[WHAT YOU HAVE TO DO]:
Exactly as they appear, set down all the lines of the material.

[ENTRIES SUPPLIED]:
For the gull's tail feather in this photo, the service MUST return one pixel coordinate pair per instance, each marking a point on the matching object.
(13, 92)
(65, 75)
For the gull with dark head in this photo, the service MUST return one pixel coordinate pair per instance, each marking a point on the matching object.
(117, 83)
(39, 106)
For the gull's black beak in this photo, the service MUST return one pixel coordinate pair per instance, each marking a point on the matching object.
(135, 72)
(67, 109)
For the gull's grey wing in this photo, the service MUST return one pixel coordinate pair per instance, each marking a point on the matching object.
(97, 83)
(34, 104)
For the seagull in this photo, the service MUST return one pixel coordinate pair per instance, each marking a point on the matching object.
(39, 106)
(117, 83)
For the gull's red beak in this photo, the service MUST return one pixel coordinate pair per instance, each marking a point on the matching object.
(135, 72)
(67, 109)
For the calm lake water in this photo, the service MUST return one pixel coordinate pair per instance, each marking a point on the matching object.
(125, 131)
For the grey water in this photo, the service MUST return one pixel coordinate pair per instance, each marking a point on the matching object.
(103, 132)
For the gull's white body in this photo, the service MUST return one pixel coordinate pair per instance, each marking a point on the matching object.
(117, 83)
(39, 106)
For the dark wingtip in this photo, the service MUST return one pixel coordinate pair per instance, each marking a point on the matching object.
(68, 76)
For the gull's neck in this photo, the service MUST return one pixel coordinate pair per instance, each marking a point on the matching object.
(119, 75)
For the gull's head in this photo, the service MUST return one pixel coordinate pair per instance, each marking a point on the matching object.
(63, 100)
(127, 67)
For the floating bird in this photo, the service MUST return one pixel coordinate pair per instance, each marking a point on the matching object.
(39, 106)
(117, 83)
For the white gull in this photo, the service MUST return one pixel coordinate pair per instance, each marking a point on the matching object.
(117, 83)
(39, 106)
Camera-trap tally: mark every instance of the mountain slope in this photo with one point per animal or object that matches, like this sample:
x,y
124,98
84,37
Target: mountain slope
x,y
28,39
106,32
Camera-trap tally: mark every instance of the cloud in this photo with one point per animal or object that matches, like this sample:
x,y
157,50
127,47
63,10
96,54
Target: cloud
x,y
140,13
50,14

[SOLUTION FOR THIS EXERCISE]:
For the gull's tail feather in this photo, the service MUST return one pixel coordinate pair per instance, each marking a point on the matching object.
(13, 92)
(65, 75)
For the gull with dark head in this photo, the service MUST return one pixel coordinate pair per instance, each marking a point on the matching object.
(117, 83)
(39, 106)
For the gull's black beak in this photo, the service MUST return one pixel coordinate pair per instance, each marking a point on the matching object.
(135, 72)
(67, 109)
For the gull's grey wing in this photo, the service MUST return one pixel coordinate pair per instance, each marking a point on the matching object.
(97, 83)
(34, 104)
For the seagull in this photo, the service MUST return one pixel coordinate pair per instance, each marking a point on the matching object.
(39, 106)
(117, 83)
For the gull's red beak in this photo, the service MUST return one pixel coordinate pair per instance, each marking a point on the matching object.
(135, 72)
(67, 109)
For the calm lake water in this photo, the service MUST return one pixel coordinate pair per instance, each marking a point on the matching object.
(125, 131)
For the grey water in this photo, the service MUST return one pixel coordinate pair per instance, each marking a point on the matching object.
(103, 132)
For the gull's white body in this photo, the service MUST return one pixel coordinate pair per instance, each marking a point on the matching object.
(117, 83)
(39, 106)
For the dark wingtip in this photo, the service MUST return one pixel coordinate pair per instance, each marking a point on the matching object.
(68, 76)
For the gull's neck in this photo, the service MUST return one pixel coordinate pair per instance, each marking a point on the matching object.
(119, 75)
For the gull's head in this photo, the service MUST return one pixel coordinate pair per instance, each marking a point on the matching object.
(63, 100)
(127, 67)
For the floating bird in this photo, the service MUST return one pixel coordinate pair per instance, each marking a point on the matching object.
(39, 106)
(117, 83)
For the white gull in this photo, the service MUST return one pixel coordinate pair per instance, each marking a point on the matching object.
(117, 83)
(39, 106)
Camera-trap tally: mark every instance of the mountain slope in this photo with one point per animal or object that matches, like this sample:
x,y
124,98
84,37
Target: mountain slope
x,y
28,39
106,32
Camera-trap tally: mark every instance of the cloud in this photo with one point per animal or object that matches, like this sample:
x,y
157,50
127,47
63,10
96,54
Target: cloud
x,y
140,13
50,14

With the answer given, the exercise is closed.